Point annotation records:
%%
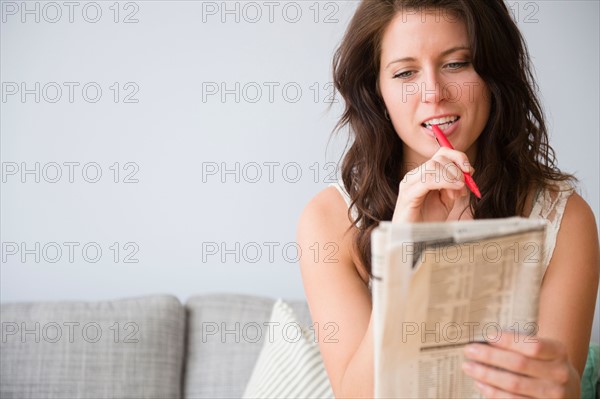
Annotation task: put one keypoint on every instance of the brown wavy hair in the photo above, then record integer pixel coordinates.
(513, 154)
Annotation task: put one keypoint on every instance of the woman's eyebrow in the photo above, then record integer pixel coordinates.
(444, 53)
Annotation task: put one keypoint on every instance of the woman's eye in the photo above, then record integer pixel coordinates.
(403, 75)
(457, 65)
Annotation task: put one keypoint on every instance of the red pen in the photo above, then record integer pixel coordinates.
(443, 142)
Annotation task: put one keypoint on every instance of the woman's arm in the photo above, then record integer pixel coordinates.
(552, 366)
(337, 294)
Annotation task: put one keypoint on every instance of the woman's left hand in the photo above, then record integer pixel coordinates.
(518, 366)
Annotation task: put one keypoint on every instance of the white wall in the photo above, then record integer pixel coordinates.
(168, 133)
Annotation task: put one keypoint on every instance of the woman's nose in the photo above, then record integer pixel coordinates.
(432, 89)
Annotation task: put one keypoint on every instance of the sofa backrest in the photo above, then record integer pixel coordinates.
(147, 347)
(130, 348)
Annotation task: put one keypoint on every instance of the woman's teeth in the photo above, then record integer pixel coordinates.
(443, 123)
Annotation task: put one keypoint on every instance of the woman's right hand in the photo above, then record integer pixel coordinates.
(428, 193)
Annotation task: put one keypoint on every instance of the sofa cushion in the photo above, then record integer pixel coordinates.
(225, 336)
(129, 348)
(289, 364)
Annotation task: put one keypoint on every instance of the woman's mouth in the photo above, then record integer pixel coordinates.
(443, 123)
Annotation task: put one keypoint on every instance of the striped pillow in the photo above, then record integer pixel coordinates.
(289, 364)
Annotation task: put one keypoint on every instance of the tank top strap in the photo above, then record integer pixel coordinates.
(339, 185)
(550, 205)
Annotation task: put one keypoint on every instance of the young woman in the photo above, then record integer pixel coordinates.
(463, 65)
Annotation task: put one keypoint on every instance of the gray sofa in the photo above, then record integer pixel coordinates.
(148, 347)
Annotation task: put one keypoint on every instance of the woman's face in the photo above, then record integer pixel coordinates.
(426, 77)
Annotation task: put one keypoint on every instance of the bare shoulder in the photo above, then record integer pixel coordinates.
(326, 232)
(337, 292)
(570, 284)
(578, 219)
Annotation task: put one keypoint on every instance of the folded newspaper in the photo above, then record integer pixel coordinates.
(437, 287)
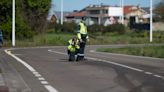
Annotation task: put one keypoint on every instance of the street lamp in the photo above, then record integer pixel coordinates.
(13, 23)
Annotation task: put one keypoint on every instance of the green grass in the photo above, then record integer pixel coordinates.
(151, 51)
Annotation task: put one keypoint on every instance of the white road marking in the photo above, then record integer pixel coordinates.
(44, 82)
(38, 75)
(158, 76)
(41, 78)
(93, 51)
(29, 67)
(114, 63)
(149, 73)
(50, 88)
(2, 83)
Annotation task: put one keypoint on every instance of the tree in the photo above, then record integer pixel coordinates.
(5, 18)
(159, 10)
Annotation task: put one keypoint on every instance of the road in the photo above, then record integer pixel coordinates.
(46, 69)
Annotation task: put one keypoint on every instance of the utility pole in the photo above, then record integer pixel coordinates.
(13, 23)
(61, 12)
(151, 20)
(122, 5)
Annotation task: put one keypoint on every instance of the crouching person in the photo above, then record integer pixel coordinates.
(73, 49)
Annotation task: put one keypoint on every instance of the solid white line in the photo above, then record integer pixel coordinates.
(114, 63)
(149, 73)
(21, 61)
(146, 57)
(41, 78)
(44, 82)
(38, 75)
(50, 88)
(158, 76)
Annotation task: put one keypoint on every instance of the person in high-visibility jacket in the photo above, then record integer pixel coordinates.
(73, 49)
(83, 37)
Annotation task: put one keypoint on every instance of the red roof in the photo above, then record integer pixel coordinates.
(77, 14)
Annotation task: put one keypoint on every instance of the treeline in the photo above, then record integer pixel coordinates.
(30, 17)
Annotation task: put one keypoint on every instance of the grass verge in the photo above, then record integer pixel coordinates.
(151, 51)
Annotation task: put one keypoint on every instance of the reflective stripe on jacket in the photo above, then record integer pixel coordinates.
(73, 48)
(83, 30)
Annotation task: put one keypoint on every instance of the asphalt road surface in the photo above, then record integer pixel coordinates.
(47, 69)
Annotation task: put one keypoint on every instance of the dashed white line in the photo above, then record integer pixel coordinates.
(48, 87)
(44, 82)
(114, 63)
(158, 76)
(41, 78)
(38, 75)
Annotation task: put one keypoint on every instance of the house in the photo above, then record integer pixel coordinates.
(94, 14)
(106, 15)
(134, 14)
(76, 16)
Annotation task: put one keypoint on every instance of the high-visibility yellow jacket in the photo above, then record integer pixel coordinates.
(71, 42)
%%
[GIVEN REQUEST]:
Every record above should be written out again without change, except that the pictures are left out.

[RESULT OF THE EXERCISE]:
Annotation task: put one keypoint on every instance of the brown wavy hair in the photo above, then record integer pixel coordinates.
(513, 154)
Annotation task: put one keypoint on every instance of the woman's eyebrow in the photo above, then record integer pixel coordinates.
(444, 53)
Annotation task: put one keypoint on every instance of the woman's eye in the photo above, then record integer pixel coordinates.
(403, 75)
(457, 65)
Annotation task: put one keypoint on every instance of the red pen in the photo above, then record integer pixel coordinates.
(443, 142)
Annotation task: put one keypoint on every instance of the woman's arm in the photo above, then record integer pixel coordinates.
(552, 366)
(337, 294)
Annotation task: put one keypoint on every instance of the woman's left hand in the photo above, then record integer pixel coordinates.
(518, 366)
Annotation task: put one keypoint on every instance of the white wall in the photo above, then record integer pixel coordinates.
(168, 133)
Annotation task: put one keypoint on every instance of the woman's nose in the photo above, then record integer pixel coordinates.
(432, 89)
Annotation task: put one keypoint on every instance of the sofa backrest in the photo above, then record integer pixel coordinates.
(147, 347)
(130, 348)
Annotation task: put one keypoint on every instance of the woman's teeth in the photo above, then record integer pixel coordinates.
(443, 123)
Annotation task: put one keypoint on every instance of the woman's right hand in the photo above, then record integer pixel coordinates.
(428, 193)
Annotation task: put one keypoint on every instance of the sofa cushion in the photo above, then record integer pixel coordinates.
(225, 336)
(129, 348)
(289, 364)
Annotation task: put one keypoint on every instance of the woman's mouth in the photo above, then record integer pixel coordinates.
(443, 123)
Annotation task: put one keypoint on every instance of the striped pillow in the photo above, then record integer pixel coordinates.
(289, 364)
Annotation task: put one keypoint on every instance of the tank top strap in the photo above, then record integer pixel coordinates.
(339, 185)
(550, 205)
Annotation task: put one keypoint on every instance of the young woman in the photo above, then record integer pixel coordinates.
(463, 65)
Annotation task: put one keypoint on every instance of the gray sofa in the photo above, then record integer pixel coordinates.
(148, 347)
Annotation task: put one keypoint on every instance of the woman's face in the photo above, then record integer pixel coordinates.
(426, 77)
Annotation task: put one keypoint on every instance of the bare shoulder in the photo above, then record integer pixel coordinates.
(326, 232)
(337, 292)
(570, 284)
(578, 219)
Annotation task: put one keypoint on every instance of the folded newspaper in the photo above, then record integer pixel coordinates.
(437, 287)
Annotation task: put one keypoint on every instance of the street lamp in the photo above, then record integer pixel coordinates.
(13, 23)
Annotation task: put one keypoint on every instance of the green grass in the photo above, then record integer pixel coordinates.
(151, 51)
Annotation task: put one keypoint on every instance of the white road marking in the photo above, then record integer pixel coordinates.
(44, 82)
(38, 75)
(158, 76)
(41, 78)
(93, 51)
(29, 67)
(114, 63)
(149, 73)
(50, 88)
(2, 83)
Annotation task: put one keypoint on every instance of the tree in the photo above, then record integer pixel coordinates.
(5, 18)
(159, 10)
Annotation task: put one keypoint on every instance of the road in the photo above, then record integer pixel coordinates.
(46, 69)
Annotation task: put one keypoint on every instance of the utility pole in the photo above, then record integer pixel coordinates.
(13, 23)
(61, 12)
(151, 20)
(122, 5)
Annotation task: put one keypoint on every instance of the crouching person in the photo above, then record integer pixel coordinates.
(73, 49)
Annotation task: put one keypoint on every instance of the solid white line in the photo above, then record integer pixel coordinates.
(114, 63)
(149, 73)
(21, 61)
(146, 57)
(41, 78)
(44, 82)
(38, 75)
(50, 88)
(158, 76)
Annotation task: put one keypoint on every instance of the person in high-visibility jacket in the photo above, then record integer pixel coordinates.
(73, 49)
(83, 37)
Annotation task: put one keypoint on every instance of the red roof in the photo above, then record integer pixel coordinates.
(77, 14)
Annotation task: put one keypoint on every instance of the treeline in the photo above, then record integer pixel coordinates.
(30, 17)
Annotation task: put one keypoint on every instance of the grass verge in the photo above, then record integer pixel coordinates.
(151, 51)
Annotation task: put one keypoint on every instance of the reflective stripe on jacket in the photo above, then record integer pixel coordinates.
(73, 48)
(83, 30)
Annotation task: put one keypoint on every instance of the asphalt road surface in the photo above, then record integer pixel coordinates.
(47, 69)
Annotation task: put one keypoint on every instance of the dashed white line in the photo above, then record integer pixel coordinates.
(48, 87)
(44, 82)
(114, 63)
(158, 76)
(41, 78)
(38, 75)
Annotation task: put one keypoint on every instance of the house in the photo above, then record integer pixel coordinates.
(94, 14)
(106, 15)
(134, 14)
(76, 16)
Annotation task: put one keypoint on every instance of the high-visibility yellow jacket in the photo above, then record integer pixel coordinates.
(71, 42)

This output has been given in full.